• _Records for bounding box labeling_
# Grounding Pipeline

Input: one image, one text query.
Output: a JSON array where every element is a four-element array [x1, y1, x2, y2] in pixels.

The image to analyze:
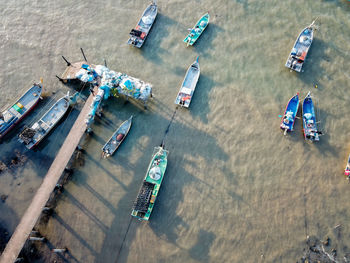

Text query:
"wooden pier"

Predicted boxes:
[[0, 91, 93, 263], [57, 61, 88, 83]]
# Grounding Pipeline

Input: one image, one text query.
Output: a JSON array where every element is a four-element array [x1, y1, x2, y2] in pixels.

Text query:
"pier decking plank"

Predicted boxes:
[[0, 94, 93, 263]]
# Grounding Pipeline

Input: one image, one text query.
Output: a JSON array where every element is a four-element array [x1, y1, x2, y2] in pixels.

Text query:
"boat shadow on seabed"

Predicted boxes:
[[193, 21, 225, 56], [295, 37, 334, 88], [136, 13, 176, 64]]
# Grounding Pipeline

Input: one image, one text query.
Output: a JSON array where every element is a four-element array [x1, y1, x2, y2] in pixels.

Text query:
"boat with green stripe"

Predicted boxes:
[[131, 145, 169, 220], [184, 13, 210, 46]]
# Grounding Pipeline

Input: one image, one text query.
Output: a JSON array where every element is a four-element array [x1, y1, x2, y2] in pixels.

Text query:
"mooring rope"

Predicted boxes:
[[161, 107, 177, 146], [115, 216, 133, 263]]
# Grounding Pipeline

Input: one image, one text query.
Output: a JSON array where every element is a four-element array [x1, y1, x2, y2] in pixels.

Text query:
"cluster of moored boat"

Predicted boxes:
[[0, 2, 210, 223], [126, 3, 210, 220], [280, 20, 350, 180], [0, 2, 350, 226], [280, 20, 322, 142]]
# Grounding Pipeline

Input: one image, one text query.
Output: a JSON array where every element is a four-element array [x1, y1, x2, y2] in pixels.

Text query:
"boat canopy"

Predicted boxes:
[[149, 166, 162, 181], [304, 113, 312, 120], [142, 16, 153, 25]]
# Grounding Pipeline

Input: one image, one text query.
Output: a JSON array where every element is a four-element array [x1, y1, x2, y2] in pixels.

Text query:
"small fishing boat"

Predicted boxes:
[[286, 20, 316, 72], [344, 154, 350, 180], [102, 116, 132, 158], [175, 57, 201, 108], [131, 145, 168, 220], [302, 91, 321, 141], [184, 13, 210, 46], [19, 94, 69, 149], [128, 2, 158, 48], [280, 92, 299, 135], [0, 83, 43, 139]]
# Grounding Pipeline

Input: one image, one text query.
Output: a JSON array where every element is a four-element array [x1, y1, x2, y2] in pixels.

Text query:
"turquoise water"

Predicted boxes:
[[0, 0, 350, 262]]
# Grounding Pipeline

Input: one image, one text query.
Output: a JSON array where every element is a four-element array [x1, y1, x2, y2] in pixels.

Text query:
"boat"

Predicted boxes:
[[19, 94, 69, 149], [175, 57, 201, 108], [128, 2, 158, 48], [184, 13, 210, 46], [102, 116, 132, 158], [302, 91, 320, 141], [280, 92, 299, 135], [285, 20, 316, 72], [344, 154, 350, 180], [131, 145, 168, 220], [0, 83, 43, 139]]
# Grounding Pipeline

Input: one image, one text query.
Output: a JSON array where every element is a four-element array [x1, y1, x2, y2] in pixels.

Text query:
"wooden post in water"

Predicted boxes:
[[0, 89, 93, 263]]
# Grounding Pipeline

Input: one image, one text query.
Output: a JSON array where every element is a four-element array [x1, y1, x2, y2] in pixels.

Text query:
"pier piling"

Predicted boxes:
[[0, 91, 93, 263]]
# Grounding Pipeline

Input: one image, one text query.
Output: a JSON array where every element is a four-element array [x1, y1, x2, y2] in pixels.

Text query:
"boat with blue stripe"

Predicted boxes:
[[302, 91, 321, 141], [131, 145, 168, 220], [0, 83, 43, 139], [285, 20, 316, 72], [280, 92, 299, 135]]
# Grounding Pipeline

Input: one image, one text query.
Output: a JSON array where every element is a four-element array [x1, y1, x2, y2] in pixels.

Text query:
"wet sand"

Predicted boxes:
[[0, 0, 350, 262]]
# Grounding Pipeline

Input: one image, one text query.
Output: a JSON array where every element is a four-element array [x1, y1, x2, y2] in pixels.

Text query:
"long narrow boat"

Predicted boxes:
[[131, 146, 168, 220], [19, 94, 69, 149], [184, 13, 210, 46], [128, 2, 158, 48], [102, 116, 132, 158], [0, 83, 43, 139], [285, 20, 316, 72], [344, 154, 350, 180], [175, 57, 201, 108], [280, 92, 299, 135], [302, 91, 320, 141]]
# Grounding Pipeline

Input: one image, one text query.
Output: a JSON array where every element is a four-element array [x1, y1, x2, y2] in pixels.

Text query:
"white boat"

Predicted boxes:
[[175, 57, 201, 108], [19, 94, 69, 149], [285, 20, 316, 72], [102, 116, 132, 158], [128, 2, 158, 48]]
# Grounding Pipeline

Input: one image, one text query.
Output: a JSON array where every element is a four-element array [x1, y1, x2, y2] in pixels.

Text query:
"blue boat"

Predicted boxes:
[[285, 20, 316, 72], [0, 83, 43, 139], [128, 2, 158, 48], [302, 91, 321, 141], [280, 92, 299, 135]]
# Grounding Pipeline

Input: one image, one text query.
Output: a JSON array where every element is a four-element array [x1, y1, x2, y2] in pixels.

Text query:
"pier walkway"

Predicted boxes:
[[0, 91, 93, 263]]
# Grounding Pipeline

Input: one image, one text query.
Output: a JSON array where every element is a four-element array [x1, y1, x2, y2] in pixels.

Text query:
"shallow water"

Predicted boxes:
[[0, 0, 350, 262]]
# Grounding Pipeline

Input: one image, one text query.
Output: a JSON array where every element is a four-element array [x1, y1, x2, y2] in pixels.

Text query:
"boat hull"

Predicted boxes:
[[344, 154, 350, 179], [0, 84, 42, 139], [280, 92, 299, 132], [285, 26, 314, 72], [19, 95, 69, 149], [184, 13, 210, 46], [131, 146, 168, 221], [128, 2, 158, 48], [175, 58, 200, 108], [102, 116, 132, 158], [302, 92, 320, 141]]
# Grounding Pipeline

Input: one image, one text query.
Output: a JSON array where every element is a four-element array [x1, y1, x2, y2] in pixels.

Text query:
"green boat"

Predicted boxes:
[[131, 146, 168, 220], [184, 13, 210, 46]]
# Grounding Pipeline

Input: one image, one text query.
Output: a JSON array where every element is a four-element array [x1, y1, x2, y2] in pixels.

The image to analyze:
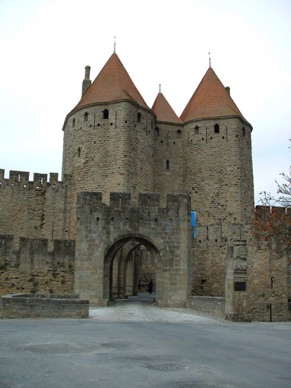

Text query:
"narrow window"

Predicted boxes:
[[103, 109, 109, 120]]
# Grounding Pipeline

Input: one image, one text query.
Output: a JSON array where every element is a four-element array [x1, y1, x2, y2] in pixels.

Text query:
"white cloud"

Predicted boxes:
[[0, 0, 291, 198]]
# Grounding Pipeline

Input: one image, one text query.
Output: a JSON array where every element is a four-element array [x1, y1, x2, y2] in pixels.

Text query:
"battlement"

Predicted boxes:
[[255, 206, 291, 218], [0, 169, 63, 188]]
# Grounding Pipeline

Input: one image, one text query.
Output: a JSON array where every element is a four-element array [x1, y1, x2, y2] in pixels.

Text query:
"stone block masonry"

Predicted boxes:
[[2, 294, 89, 318], [75, 192, 192, 307], [0, 235, 75, 295]]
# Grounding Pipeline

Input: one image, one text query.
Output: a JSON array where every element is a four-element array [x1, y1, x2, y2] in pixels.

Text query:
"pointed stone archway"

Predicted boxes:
[[103, 235, 163, 300], [75, 192, 192, 307]]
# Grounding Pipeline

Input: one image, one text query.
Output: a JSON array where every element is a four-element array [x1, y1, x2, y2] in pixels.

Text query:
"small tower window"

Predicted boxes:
[[103, 109, 109, 120]]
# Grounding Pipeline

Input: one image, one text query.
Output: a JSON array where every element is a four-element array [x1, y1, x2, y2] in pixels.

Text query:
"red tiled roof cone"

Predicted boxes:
[[152, 92, 182, 123], [181, 67, 250, 122], [73, 53, 148, 110]]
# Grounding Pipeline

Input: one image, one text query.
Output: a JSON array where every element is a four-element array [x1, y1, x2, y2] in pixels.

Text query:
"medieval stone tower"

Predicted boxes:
[[4, 48, 280, 316]]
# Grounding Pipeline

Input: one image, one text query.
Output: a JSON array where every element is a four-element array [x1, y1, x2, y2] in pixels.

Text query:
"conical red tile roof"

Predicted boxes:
[[152, 92, 182, 124], [181, 67, 246, 122], [73, 53, 148, 111]]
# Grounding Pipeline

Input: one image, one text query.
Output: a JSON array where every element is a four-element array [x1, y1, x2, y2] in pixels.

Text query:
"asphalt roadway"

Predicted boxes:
[[0, 294, 291, 388]]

• _GIVEN PROBLEM_
Output the records from the very first line through the line containing "[[0, 94, 93, 263]]" as a JSON list of strings, one string per line, with blank lines skipped and the pictures left out.

• _TASK OUTPUT_
[
  "# Grounding Pipeline",
  "Input: one image, one text query.",
  "Output: a JSON array where every element is a four-element array [x1, y1, x2, y2] in pixels.",
  "The image to analyze:",
  "Text query:",
  "\"wooden pier\"",
  "Predicted boxes:",
  "[[0, 91, 93, 263], [57, 61, 88, 83]]",
  "# Grounding Pipeline",
  "Input: one image, one text query.",
  "Output: a JSON array where every element is a four-element array [x1, y1, x2, y2] in pixels.",
  "Text query:",
  "\"pier decking plank\"",
  "Predicted boxes:",
  "[[0, 94, 93, 263]]"
]